-- Begin SUPPLIED MATERIAL --

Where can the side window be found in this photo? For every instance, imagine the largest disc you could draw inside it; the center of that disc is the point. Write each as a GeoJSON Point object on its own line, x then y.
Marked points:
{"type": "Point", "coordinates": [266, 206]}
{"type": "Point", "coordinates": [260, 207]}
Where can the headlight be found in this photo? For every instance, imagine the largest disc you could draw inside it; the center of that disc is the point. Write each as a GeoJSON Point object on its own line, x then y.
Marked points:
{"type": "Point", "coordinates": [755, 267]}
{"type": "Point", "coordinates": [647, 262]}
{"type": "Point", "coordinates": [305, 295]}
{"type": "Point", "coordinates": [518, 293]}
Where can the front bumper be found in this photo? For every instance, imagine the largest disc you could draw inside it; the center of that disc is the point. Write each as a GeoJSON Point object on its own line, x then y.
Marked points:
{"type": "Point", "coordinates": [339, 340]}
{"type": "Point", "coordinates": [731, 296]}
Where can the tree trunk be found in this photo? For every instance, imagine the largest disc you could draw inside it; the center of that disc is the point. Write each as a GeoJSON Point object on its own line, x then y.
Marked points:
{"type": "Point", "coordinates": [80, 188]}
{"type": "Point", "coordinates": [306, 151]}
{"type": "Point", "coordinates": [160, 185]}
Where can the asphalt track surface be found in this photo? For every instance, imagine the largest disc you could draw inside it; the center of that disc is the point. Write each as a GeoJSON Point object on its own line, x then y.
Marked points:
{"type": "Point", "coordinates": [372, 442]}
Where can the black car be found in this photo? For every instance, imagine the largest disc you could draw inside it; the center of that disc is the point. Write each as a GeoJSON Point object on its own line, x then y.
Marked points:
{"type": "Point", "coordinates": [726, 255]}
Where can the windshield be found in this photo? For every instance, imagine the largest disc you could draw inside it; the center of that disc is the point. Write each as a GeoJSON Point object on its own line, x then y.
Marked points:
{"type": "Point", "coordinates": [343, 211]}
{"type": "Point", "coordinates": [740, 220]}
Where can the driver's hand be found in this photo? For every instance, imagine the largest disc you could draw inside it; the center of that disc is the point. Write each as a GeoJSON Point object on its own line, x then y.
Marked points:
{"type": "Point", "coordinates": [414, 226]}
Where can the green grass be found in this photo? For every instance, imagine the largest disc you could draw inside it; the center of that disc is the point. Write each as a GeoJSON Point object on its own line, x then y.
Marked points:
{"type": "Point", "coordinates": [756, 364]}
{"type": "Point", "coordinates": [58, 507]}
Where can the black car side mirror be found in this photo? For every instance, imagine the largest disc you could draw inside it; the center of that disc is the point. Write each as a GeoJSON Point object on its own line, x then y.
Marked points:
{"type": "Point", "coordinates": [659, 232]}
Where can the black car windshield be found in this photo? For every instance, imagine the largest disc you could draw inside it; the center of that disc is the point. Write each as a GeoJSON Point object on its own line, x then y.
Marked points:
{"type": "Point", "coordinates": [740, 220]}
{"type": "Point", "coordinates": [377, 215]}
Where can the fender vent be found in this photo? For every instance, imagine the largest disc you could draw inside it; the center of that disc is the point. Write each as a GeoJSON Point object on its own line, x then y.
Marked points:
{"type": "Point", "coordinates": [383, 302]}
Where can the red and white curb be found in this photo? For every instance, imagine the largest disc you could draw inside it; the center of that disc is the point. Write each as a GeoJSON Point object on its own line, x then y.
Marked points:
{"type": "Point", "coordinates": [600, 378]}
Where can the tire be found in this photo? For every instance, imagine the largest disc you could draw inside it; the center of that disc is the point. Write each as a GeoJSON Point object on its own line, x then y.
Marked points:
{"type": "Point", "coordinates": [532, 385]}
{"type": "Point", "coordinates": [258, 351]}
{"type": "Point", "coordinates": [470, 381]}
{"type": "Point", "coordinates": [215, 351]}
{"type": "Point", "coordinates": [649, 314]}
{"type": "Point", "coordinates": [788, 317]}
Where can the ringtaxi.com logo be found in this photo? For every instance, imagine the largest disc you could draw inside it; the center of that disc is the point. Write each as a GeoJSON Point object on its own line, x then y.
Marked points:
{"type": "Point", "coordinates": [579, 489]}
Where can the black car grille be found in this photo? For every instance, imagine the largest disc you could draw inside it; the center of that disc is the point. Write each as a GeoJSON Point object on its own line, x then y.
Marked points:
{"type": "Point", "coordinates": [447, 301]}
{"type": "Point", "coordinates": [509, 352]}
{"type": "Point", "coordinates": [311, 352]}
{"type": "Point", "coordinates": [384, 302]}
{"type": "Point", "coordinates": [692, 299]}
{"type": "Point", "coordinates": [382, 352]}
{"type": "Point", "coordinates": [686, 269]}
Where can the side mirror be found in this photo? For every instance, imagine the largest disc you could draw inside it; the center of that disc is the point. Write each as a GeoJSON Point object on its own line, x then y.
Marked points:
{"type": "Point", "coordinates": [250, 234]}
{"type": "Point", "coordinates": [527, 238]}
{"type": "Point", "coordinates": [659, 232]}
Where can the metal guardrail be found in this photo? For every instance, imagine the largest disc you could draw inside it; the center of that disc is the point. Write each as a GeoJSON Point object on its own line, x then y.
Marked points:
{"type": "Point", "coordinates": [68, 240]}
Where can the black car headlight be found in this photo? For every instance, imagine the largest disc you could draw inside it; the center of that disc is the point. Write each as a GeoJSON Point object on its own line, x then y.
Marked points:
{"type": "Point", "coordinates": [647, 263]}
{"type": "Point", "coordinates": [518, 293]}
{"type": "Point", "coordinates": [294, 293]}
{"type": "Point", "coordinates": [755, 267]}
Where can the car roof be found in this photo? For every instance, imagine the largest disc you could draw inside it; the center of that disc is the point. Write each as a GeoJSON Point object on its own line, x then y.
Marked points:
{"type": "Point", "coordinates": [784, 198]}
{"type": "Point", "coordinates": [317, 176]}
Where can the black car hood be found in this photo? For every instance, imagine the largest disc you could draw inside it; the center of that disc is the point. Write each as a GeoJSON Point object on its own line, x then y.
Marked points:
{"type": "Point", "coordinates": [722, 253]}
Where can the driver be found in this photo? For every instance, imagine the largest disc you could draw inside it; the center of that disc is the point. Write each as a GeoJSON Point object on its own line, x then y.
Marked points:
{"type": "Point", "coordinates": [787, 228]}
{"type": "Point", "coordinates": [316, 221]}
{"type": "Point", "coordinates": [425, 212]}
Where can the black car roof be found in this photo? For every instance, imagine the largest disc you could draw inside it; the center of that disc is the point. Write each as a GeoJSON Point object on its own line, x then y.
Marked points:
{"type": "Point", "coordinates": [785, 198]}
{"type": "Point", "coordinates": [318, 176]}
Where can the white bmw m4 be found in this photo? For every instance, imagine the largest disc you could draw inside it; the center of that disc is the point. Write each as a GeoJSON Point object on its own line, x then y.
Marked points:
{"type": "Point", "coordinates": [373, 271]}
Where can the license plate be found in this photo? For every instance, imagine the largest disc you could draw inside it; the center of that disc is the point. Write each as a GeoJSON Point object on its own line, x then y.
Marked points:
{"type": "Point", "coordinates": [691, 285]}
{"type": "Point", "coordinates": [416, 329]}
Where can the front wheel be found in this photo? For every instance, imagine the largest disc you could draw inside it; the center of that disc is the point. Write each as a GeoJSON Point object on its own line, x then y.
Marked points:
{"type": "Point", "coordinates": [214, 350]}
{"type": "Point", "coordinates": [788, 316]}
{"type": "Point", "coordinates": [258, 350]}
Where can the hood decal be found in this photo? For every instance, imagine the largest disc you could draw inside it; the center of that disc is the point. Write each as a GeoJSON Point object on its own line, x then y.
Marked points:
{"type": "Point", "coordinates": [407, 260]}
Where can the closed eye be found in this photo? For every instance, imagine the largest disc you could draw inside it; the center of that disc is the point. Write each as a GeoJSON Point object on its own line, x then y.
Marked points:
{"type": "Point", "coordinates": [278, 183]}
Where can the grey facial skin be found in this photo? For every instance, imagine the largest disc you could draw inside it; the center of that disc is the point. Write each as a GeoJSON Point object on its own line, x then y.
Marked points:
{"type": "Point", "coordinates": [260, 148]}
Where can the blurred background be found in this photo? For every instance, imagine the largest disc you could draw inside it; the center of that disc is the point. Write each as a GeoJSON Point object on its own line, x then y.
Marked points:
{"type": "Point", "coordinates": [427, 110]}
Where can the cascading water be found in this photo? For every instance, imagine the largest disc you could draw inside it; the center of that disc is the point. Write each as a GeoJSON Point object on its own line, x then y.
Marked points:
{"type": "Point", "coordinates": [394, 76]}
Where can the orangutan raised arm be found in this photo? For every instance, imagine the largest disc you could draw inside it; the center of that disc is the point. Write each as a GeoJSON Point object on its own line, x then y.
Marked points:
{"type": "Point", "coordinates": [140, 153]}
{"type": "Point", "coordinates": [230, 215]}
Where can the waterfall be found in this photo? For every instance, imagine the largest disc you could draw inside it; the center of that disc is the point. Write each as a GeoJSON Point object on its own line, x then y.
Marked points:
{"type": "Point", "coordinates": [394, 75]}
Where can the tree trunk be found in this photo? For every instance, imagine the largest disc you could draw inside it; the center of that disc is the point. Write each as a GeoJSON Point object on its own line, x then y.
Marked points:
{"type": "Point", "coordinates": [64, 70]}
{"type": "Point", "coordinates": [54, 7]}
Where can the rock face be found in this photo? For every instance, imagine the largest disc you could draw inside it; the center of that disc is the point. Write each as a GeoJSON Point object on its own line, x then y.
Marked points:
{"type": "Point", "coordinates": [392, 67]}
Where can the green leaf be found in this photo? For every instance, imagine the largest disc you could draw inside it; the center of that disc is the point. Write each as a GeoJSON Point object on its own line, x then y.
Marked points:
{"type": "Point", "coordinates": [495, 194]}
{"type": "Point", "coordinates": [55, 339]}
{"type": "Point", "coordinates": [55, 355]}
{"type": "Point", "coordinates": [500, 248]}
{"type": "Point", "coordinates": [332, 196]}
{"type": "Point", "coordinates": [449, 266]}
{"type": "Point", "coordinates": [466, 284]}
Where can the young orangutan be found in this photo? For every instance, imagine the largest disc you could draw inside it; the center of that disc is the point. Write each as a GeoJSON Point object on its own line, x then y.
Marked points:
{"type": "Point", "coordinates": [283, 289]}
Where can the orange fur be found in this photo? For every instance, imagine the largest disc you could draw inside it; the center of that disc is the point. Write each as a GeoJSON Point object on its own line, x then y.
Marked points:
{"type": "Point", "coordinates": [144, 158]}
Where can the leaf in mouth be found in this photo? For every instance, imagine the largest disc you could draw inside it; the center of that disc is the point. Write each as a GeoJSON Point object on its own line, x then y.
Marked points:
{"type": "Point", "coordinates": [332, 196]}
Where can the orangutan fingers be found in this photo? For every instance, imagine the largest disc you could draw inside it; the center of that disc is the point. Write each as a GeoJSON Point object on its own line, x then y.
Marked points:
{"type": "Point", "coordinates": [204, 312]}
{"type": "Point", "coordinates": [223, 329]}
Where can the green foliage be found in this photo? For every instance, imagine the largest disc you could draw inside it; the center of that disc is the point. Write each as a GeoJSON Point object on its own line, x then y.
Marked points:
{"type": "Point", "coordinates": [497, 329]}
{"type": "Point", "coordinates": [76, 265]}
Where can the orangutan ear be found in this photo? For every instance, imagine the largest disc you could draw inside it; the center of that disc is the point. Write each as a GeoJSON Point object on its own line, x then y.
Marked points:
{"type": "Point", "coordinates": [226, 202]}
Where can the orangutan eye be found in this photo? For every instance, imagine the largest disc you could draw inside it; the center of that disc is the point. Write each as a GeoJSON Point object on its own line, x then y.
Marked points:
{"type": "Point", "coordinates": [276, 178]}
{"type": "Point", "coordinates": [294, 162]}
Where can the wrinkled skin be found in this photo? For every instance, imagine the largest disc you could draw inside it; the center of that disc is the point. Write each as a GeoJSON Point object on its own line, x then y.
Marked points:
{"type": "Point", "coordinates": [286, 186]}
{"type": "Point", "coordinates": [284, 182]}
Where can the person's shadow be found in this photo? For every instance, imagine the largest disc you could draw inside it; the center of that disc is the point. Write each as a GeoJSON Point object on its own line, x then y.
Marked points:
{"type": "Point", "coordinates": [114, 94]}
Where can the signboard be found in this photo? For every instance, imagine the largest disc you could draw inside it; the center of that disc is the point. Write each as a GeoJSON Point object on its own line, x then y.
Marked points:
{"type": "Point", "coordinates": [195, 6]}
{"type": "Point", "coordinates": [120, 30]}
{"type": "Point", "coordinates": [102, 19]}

-- End SUPPLIED MATERIAL --

• DIRECTIONS:
Reformat the stretch of the records from the line containing "Where can the signboard" through the end of the records as a numbered list, dropping any blank lines.

• CORRECT ANSWER:
1. Where can the signboard be found in this photo? For every instance, imagine the largest disc you could draw inside it; the center of that disc is the point. Write each as a GeoJSON Point object on its own line, x then y.
2. Marked points:
3. {"type": "Point", "coordinates": [195, 6]}
4. {"type": "Point", "coordinates": [120, 30]}
5. {"type": "Point", "coordinates": [102, 19]}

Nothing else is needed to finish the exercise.